**WORK TO BE COMPLETED**
Could you transcribe word for word the lines of the records below, starting at the line that contains "of the minivan" and ending at the line that contains "M452 379L476 378L476"? Leave the pictures out of your answer.

** start RECORDS FOR THE EXERCISE **

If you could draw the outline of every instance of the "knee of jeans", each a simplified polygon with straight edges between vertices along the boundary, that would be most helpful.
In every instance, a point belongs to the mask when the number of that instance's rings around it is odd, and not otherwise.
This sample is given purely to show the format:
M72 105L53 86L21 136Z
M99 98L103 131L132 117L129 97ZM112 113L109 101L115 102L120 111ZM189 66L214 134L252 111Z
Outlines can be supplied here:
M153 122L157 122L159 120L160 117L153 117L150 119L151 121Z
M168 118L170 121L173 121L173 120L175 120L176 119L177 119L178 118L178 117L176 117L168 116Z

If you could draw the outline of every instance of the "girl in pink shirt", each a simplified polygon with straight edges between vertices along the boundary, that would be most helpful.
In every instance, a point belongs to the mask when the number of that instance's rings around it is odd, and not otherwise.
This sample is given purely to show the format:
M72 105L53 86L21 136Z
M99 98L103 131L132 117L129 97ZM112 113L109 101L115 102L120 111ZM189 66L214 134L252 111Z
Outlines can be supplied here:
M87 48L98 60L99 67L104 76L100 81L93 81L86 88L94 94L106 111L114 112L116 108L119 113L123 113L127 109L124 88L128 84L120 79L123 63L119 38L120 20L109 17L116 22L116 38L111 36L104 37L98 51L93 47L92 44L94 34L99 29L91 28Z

** end RECORDS FOR THE EXERCISE **
** start RECORDS FOR THE EXERCISE **

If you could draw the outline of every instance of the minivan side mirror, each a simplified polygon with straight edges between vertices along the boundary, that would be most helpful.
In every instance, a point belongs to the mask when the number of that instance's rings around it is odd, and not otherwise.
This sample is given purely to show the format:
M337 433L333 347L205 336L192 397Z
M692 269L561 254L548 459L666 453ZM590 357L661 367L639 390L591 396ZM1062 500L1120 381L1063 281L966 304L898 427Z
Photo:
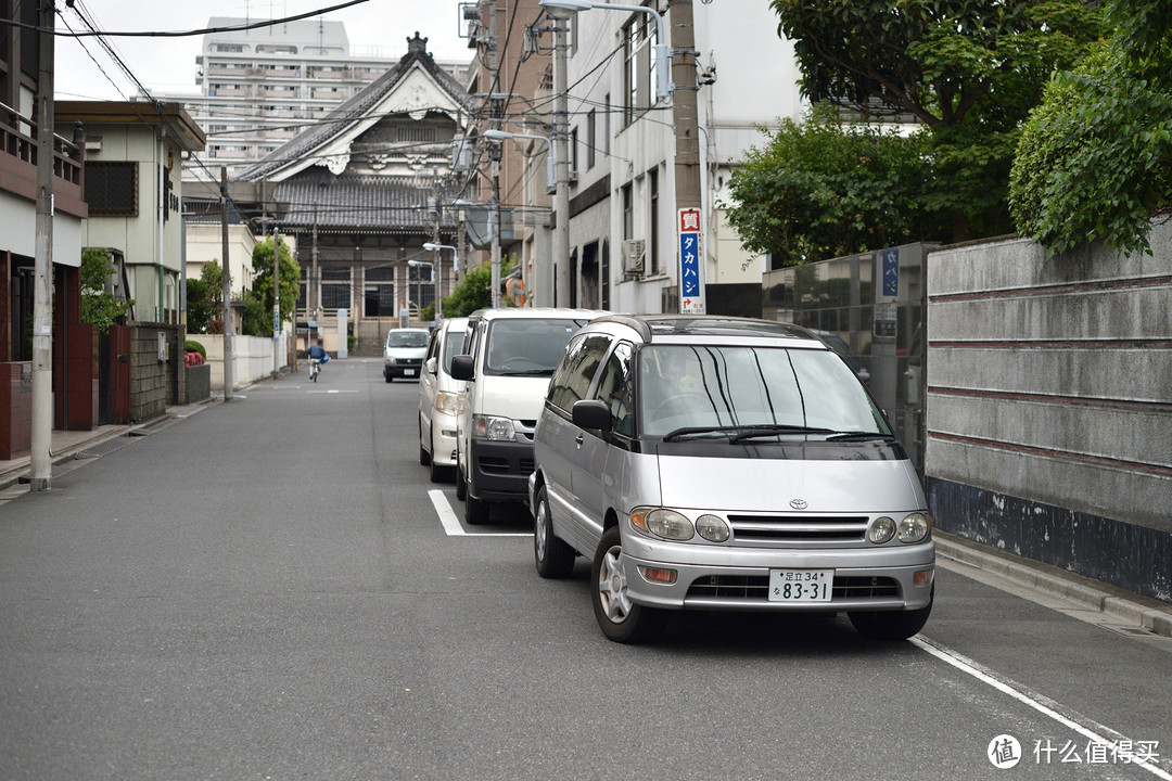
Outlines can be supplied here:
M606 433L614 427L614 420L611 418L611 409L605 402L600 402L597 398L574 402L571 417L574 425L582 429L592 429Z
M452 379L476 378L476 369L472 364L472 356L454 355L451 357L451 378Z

** end RECORDS FOR THE EXERCISE **

**EXERCISE RESULT**
If you could draw the outline of every instance of the minivan side mirror, each a simplified polygon with straight edges between vertices along the boundary, that would be most helpful.
In every instance, a point belongs to the mask when the number of that instance's rings around it is odd, and not otherwise.
This sample is given purely to show the format:
M337 433L333 347L205 336L192 397Z
M692 269L561 254L548 459L666 453ZM590 357L661 367L639 390L591 396ZM1062 500L1120 381L1063 281L966 304L898 427Z
Photo:
Outlines can be supplied here:
M606 433L614 427L614 420L611 418L611 409L605 402L600 402L597 398L574 402L571 417L574 425L582 429L592 429Z
M452 379L476 378L476 369L472 364L472 356L454 355L451 357L451 378Z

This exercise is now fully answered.